◆ WORK REQUEST 1 ◆
In the concert review, which song did Chino Moreno perform onstage with Korn?
◆ WORK REQUEST 2 ◆
List every band named in the concert review.

(PASSAGE PROVIDED)

A disclaimer: I came to see Korn, probably my favorite band. It's easy for me to get carried away when talking about Korn. But I wasn't the only one, as evidenced by the girl next to me who almost came to blows with a guy in the row behind us after he insinuated that Korn's performance couldn't possibly top the Deftones.'

But the true beauty of Friday's show was how well the bands fit together. Korn and the Deftones, of course, share a history, one we were reminded of when Deftones frontman Chino Moreno came onstage with Korn for "Wicked," one of the night's highlights. And Stone Sour, riding high of the release of its second album earlier this month, hit the stage and proved it was more than "just" the side project of Slipknot's Corey Taylor and James Root. (Even though, of course, both had been in Stone Sour before joining Slipknot, but who puts it that way these days?)

The Deftones in particular demonstrated why it is quite possibly the most innovative rock band out there today. The band is heavy, soft, poetic and hard - all at the same time. It had the crowd on its feet for the whole set. My one complaint: The sound mixing could have been better. Sure, you could feel the bass rumbling up your body through the concrete, but it also served to overpower Moreno's vocals. And what's a Deftones performance without Moreno's haunting voice? There were moments when the mixing was just right - such as during "Change (in the house of flies)" - and Moreno's voice wove through and carried over the music. Sadly, for much of the performance, while you could see him pouring everything he had into the mic, you couldn't actually hear it very well.

At a time when it seems like there's more than enough rock festivals, the Family Values Tour reminded us that, at the end of the day, it's all about the music. You could see in how people banged on their seats for an encore when Korn left the stage and in how the crowd moved in unison with the Deftones. All the other carnivalesque stuff to entertain fans between sets is nice, but everyone comes for the music.

(End PASSAGE PROVIDED)
(SOURCE INFORMATION)

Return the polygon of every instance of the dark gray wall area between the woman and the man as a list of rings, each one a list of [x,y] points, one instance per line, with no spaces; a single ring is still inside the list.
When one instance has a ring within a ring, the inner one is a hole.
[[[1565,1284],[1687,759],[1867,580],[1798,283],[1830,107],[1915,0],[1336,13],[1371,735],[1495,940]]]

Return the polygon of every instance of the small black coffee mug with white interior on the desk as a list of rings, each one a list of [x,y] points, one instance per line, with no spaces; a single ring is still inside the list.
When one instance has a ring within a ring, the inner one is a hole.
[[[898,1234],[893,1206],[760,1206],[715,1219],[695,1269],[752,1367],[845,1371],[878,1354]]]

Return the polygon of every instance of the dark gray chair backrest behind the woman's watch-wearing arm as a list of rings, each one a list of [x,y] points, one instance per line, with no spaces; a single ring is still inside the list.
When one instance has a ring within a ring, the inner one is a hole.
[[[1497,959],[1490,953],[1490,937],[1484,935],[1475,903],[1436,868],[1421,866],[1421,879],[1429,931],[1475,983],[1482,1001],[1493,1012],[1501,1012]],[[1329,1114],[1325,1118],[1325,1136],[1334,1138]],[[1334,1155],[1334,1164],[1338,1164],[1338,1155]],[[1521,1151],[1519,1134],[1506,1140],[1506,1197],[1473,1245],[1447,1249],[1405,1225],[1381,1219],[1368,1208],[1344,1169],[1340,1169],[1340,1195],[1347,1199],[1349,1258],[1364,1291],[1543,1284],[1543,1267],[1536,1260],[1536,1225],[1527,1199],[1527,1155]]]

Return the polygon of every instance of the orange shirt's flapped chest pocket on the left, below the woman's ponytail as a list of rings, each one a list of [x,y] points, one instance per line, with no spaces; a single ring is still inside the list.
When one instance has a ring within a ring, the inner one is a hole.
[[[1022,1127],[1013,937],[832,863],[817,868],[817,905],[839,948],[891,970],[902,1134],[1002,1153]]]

(End SOURCE INFORMATION)

◆ EXERCISE SOLUTION 1 ◆
"Wicked"

◆ EXERCISE SOLUTION 2 ◆
Korn, the Deftones, Stone Sour, Slipknot